**EXERCISE DIRECTIONS:**
Report every line of the listing below that contains the string "chain", copying each such line in full.

Rows taken from a pointing dataset
========================================================================

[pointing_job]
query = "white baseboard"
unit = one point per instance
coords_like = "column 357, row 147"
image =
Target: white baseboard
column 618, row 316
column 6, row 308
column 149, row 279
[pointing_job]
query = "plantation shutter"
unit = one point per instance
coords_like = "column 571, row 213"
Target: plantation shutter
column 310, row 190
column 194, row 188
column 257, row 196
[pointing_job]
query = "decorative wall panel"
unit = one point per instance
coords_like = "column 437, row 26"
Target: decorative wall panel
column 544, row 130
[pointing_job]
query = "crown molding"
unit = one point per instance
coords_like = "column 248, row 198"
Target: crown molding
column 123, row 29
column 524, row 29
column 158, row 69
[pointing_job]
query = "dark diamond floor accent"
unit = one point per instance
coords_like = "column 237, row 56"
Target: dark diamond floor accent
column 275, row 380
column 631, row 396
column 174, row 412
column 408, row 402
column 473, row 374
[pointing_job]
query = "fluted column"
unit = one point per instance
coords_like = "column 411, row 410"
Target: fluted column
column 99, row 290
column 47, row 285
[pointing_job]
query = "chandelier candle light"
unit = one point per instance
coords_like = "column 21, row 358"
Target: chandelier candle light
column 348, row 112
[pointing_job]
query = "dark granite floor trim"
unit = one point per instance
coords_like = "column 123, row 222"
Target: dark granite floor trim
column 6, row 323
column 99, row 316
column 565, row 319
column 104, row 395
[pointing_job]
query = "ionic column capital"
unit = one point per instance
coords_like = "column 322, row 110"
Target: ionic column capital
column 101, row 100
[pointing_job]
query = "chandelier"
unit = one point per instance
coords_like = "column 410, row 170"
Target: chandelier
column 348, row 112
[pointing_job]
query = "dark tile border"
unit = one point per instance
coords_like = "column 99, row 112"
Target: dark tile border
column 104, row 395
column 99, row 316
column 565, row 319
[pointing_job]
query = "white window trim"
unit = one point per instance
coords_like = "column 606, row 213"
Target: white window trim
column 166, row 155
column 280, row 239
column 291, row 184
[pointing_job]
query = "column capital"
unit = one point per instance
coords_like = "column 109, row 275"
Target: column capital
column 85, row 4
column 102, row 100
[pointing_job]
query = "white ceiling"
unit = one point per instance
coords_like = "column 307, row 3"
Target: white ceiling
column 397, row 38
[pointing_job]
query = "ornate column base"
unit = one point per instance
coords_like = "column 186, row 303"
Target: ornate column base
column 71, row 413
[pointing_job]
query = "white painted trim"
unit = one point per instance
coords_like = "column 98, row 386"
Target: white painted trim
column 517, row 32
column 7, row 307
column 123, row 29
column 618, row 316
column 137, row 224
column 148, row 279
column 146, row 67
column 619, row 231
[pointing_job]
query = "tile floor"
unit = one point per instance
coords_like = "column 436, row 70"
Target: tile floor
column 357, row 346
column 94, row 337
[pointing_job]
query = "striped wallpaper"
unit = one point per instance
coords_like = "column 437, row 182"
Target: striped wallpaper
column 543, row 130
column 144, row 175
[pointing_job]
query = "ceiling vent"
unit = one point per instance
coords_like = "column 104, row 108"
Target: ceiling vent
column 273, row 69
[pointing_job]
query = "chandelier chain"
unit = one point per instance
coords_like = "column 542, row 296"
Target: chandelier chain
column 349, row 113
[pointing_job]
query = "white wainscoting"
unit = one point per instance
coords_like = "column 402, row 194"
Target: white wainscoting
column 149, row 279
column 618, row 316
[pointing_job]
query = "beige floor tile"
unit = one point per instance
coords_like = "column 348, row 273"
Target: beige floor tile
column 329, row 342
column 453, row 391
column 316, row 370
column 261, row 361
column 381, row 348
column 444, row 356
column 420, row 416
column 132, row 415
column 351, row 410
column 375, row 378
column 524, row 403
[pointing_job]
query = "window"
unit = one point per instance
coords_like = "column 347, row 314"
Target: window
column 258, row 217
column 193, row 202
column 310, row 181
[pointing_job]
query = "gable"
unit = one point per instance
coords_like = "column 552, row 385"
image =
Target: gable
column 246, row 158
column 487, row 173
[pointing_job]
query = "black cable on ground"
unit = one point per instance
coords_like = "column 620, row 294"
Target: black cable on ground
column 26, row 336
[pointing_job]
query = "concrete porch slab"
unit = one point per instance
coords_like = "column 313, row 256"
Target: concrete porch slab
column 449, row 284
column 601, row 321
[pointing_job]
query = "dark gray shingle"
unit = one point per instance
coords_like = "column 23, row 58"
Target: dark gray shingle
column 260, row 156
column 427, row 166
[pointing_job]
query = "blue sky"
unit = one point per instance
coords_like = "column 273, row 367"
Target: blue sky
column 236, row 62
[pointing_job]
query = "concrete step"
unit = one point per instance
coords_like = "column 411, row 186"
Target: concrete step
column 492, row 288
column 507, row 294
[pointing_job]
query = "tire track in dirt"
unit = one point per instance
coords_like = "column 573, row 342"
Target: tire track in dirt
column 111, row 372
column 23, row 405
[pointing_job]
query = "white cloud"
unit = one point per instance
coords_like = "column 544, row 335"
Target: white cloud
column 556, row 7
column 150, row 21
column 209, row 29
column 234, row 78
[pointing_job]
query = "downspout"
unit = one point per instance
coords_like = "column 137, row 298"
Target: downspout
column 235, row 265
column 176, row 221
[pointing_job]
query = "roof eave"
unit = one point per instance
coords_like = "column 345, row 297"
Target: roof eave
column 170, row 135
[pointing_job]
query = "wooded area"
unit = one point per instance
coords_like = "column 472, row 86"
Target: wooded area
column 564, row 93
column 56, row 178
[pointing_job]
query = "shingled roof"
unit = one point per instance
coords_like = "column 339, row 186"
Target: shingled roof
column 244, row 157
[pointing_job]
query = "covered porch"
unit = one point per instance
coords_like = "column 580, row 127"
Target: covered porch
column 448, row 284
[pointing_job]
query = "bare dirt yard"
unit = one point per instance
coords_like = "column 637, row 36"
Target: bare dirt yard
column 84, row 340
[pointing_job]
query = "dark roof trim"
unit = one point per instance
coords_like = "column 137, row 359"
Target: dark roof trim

========================================================================

**SOLUTION TO THIS EXERCISE:**
query = "chandelier chain"
Target: chandelier chain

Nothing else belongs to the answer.